::: PAGE :::

Marcia Resnick: As It Is or Could Be is the first comprehensive presentation of the photographer’s wide-ranging work
Rochester, N.Y., (February 9, 2023) – The George Eastman Museum, in collaboration with the Minneapolis Institute of Art and the Bowdoin College Museum of Art, recently announced the first-ever museum exhibition dedicated to longtime photographer Marcia Resnick. Following presentations at Bowdoin and in Minneapolis, the exhibition opens at the George Eastman Museum Saturday, February 11.
Resnick is an innovative American photographer who is well known for capturing the electricity of downtown New York City during the 1970s and early 1980s through her portraits. Marcia Resnick: As It Is or Could Be will feature these portraits alongside the artists’ less-known experimental and conceptual photographs, highlighting Resnick’s overlooked role in the history of American photography while emphasizing the continued relevance of the aesthetic, social, and political issues explored through her lens.

::: ENTRIES PROVIDED :::

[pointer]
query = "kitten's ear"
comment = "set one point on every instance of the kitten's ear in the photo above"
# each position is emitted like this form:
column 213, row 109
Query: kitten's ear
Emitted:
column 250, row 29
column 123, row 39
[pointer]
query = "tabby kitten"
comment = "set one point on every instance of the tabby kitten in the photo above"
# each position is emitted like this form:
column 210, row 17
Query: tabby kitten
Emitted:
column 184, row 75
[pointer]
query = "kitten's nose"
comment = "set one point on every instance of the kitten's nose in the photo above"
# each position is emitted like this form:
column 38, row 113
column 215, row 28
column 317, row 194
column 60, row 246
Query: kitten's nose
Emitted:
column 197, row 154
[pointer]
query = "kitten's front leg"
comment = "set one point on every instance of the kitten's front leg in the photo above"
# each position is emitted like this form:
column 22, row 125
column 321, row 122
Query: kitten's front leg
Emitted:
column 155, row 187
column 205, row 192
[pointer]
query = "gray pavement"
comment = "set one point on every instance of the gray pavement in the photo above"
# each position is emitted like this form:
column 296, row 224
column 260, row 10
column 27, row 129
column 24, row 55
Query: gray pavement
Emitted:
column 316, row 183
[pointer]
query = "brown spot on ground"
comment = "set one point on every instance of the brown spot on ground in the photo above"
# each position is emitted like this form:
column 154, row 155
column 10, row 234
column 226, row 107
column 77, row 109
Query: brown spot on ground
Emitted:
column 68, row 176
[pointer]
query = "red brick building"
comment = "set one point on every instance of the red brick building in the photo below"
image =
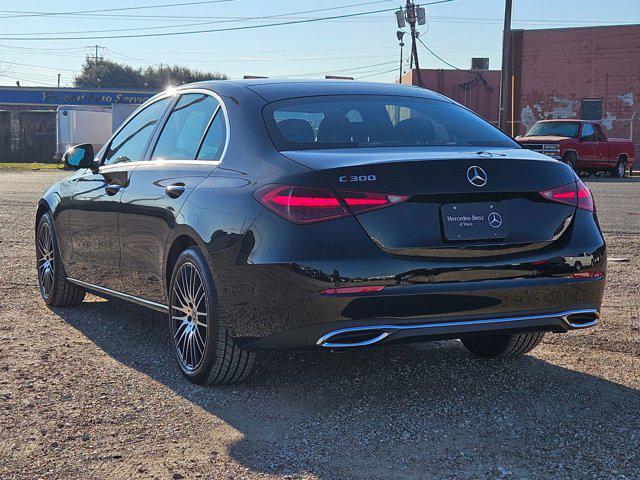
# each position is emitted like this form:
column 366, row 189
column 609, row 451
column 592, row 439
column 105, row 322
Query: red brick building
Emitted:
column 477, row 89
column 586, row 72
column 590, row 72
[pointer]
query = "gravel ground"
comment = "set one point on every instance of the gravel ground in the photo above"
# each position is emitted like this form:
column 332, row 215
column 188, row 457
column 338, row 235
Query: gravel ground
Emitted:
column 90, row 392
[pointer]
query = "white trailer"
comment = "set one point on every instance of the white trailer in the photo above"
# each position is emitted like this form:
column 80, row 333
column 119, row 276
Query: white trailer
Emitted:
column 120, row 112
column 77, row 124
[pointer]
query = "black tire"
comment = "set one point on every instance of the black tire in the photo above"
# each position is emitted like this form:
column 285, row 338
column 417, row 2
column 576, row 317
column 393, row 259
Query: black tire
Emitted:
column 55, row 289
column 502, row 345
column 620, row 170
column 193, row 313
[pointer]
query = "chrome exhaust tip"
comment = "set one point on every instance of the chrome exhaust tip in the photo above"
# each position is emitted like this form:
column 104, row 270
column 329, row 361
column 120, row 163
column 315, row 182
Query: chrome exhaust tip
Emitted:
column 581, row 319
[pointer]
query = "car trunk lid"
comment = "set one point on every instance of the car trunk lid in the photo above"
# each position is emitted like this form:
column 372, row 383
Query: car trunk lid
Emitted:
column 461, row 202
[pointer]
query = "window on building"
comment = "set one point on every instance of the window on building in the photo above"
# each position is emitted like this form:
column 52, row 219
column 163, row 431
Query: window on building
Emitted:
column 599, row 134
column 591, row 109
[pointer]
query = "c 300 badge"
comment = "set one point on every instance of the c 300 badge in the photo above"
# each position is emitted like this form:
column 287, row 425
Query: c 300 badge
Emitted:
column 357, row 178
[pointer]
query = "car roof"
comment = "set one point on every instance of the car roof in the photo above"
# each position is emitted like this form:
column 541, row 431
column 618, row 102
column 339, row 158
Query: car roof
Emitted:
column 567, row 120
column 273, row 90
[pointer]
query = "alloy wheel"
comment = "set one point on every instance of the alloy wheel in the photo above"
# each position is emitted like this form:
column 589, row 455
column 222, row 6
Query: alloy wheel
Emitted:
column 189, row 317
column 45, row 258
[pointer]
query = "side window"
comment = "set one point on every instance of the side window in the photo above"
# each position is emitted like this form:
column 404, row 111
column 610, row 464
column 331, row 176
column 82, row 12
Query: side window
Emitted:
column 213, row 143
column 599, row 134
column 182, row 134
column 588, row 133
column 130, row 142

:::
::: ENTRIES PROVIDED :::

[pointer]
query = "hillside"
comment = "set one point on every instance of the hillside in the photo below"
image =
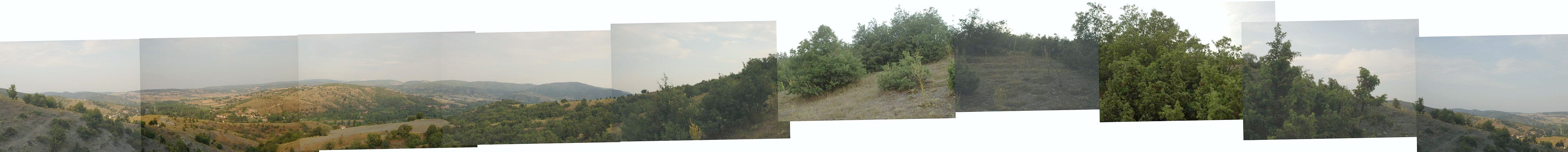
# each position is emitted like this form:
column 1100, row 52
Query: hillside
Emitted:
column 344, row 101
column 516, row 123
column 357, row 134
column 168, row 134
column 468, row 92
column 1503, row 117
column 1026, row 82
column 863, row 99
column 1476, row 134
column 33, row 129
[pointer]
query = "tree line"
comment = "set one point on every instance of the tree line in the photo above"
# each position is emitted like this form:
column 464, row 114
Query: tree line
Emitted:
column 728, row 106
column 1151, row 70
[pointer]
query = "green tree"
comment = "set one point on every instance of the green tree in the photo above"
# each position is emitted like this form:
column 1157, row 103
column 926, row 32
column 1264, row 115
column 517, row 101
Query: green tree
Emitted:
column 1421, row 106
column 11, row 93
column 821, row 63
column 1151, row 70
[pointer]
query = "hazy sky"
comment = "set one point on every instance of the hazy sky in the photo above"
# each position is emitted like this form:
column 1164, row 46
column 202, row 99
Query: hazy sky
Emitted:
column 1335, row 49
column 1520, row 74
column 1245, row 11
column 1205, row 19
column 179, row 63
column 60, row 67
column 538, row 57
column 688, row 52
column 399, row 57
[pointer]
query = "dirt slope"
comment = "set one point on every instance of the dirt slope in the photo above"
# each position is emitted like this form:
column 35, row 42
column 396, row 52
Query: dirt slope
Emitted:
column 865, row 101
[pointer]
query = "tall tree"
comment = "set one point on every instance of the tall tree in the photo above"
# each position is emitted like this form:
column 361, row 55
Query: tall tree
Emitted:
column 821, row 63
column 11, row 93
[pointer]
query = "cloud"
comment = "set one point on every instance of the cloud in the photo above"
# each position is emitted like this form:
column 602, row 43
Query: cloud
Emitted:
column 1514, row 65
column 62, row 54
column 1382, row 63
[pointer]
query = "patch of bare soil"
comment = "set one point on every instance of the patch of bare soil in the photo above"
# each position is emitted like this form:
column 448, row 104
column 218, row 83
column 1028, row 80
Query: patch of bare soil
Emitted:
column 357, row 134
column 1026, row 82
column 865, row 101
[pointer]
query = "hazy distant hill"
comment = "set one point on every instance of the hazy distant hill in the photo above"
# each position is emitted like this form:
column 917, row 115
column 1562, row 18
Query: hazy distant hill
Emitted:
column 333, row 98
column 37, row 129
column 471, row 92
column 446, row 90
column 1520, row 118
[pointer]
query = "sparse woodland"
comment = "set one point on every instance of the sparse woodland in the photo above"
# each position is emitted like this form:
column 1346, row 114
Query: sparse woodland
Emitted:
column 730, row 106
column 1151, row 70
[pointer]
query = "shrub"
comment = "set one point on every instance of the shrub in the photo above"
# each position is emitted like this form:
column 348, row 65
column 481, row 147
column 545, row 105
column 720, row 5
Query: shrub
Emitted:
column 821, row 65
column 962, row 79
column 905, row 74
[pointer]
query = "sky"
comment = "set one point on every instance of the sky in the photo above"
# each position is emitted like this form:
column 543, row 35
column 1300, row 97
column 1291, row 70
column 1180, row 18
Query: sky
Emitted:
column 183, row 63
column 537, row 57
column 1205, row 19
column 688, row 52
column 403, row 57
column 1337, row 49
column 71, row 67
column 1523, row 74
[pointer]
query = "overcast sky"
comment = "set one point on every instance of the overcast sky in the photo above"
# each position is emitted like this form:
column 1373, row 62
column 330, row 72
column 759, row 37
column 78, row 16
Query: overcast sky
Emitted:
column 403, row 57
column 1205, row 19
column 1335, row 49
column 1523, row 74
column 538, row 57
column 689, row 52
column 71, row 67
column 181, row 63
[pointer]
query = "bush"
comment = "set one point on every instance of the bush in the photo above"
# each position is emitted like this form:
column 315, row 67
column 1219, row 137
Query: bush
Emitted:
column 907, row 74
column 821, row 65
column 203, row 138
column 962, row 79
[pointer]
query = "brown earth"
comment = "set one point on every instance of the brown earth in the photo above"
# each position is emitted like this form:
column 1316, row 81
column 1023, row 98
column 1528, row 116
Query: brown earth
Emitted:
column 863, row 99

:::
::: ENTRIES PROVIDED :::

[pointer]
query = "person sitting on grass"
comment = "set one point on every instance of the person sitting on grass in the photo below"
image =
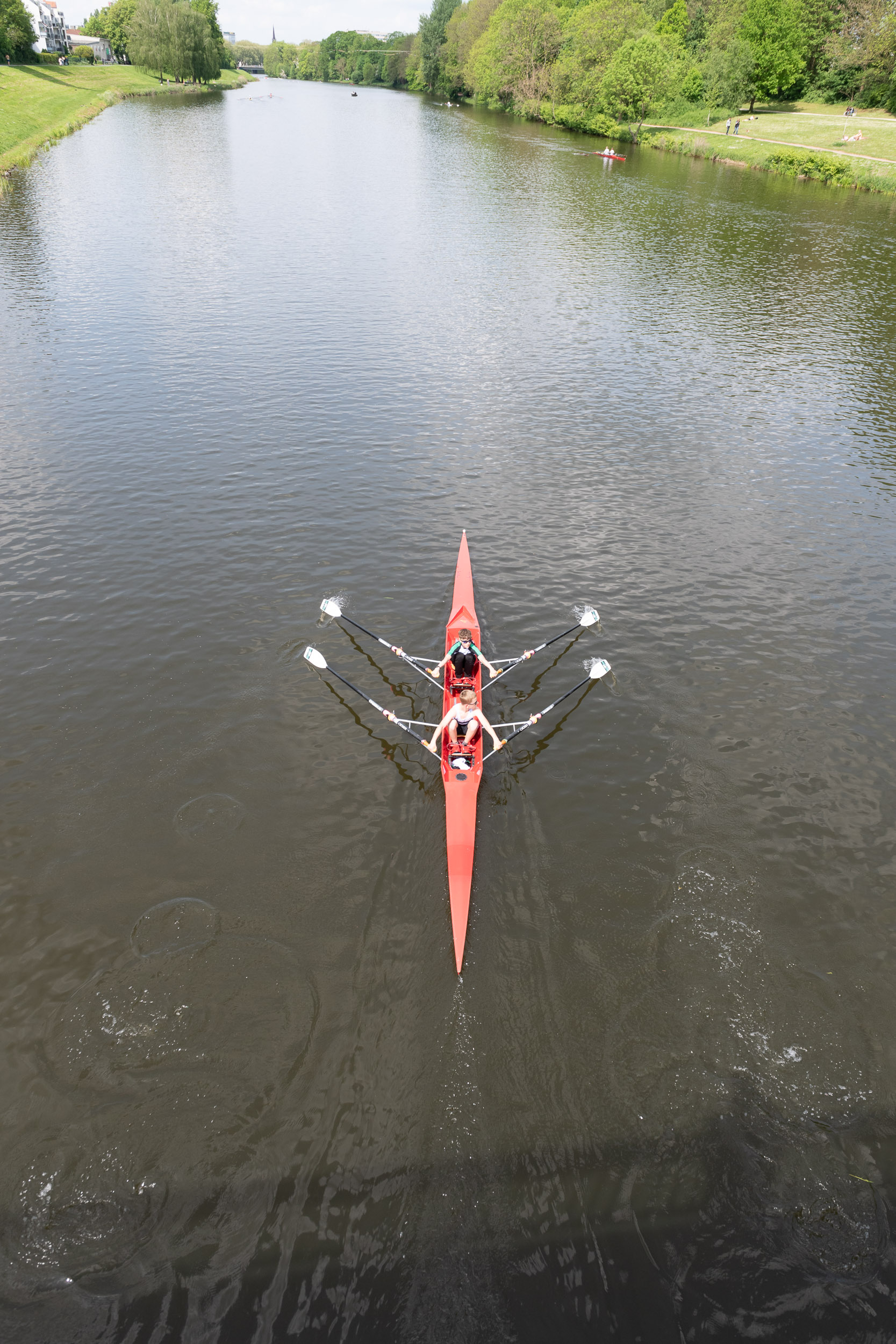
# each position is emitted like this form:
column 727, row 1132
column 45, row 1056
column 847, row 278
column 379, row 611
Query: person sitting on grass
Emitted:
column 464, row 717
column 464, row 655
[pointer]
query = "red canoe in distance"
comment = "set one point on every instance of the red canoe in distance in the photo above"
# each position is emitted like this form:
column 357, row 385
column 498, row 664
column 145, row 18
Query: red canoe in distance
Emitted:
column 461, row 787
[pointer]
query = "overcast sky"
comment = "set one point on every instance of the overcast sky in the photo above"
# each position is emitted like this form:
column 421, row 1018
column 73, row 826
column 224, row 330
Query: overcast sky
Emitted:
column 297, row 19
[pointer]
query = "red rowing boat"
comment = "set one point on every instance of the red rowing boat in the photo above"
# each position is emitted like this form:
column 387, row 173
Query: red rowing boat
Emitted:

:::

DIRECTIVES ▸
1) According to the exhibition announcement, on what date does the show open at the George Eastman Museum?
2) Retype the exhibition announcement between "Resnick is an" and "through her lens.", inclusive.
3) Write what comes next in the exhibition announcement about Marcia Resnick, picking up after its final sentence.
The material comes from a separate source and is not connected to the exhibition announcement.

IN RESPONSE ▸
1) Saturday, February 11.

2)
Resnick is an innovative American photographer who is well known for capturing the electricity of downtown New York City during the 1970s and early 1980s through her portraits. Marcia Resnick: As It Is or Could Be will feature these portraits alongside the artists’ less-known experimental and conceptual photographs, highlighting Resnick’s overlooked role in the history of American photography while emphasizing the continued relevance of the aesthetic, social, and political issues explored through her lens.

3)
Co-curated by Lisa Hostetler, former Curator in Charge, Department of Photographs at the Eastman Museum, along with Frank Goodyear, Co-Director of the Bowdoin College Museum of Art; and Casey Riley, Chair of Global Contemporary Art and Curator of Photography & New Media at the Minneapolis Institute of Art, the exhibition will run through June 11, 2023.
Born in Brooklyn in 1950, Resnick began her undergraduate studies at New York University, where she took her first photographs, documenting people and current events such as anti-war demonstrations. In 1969, she transferred to nearby Cooper Union, where she began experimenting with photographic materials and first encountered Allan Kaprow’s Happenings. Intrigued by Kaprow’s desire to challenge the traditionally distinct realms of art while blurring life with his artistic practice, she pursued graduate study with him at the California Institute of the Arts (CalArts), where she also encountered and studied with John Baldessari and Robert Fichter. It was while at CalArts that Resnick began pushing the boundaries of traditional photography, applying oil paint to her images and toying with the scale of her photographs, at times expanding them to billboard-size. A number of works from Resnick’s student years, including a painted photograph of her parents, are featured in As It Is or Could Be.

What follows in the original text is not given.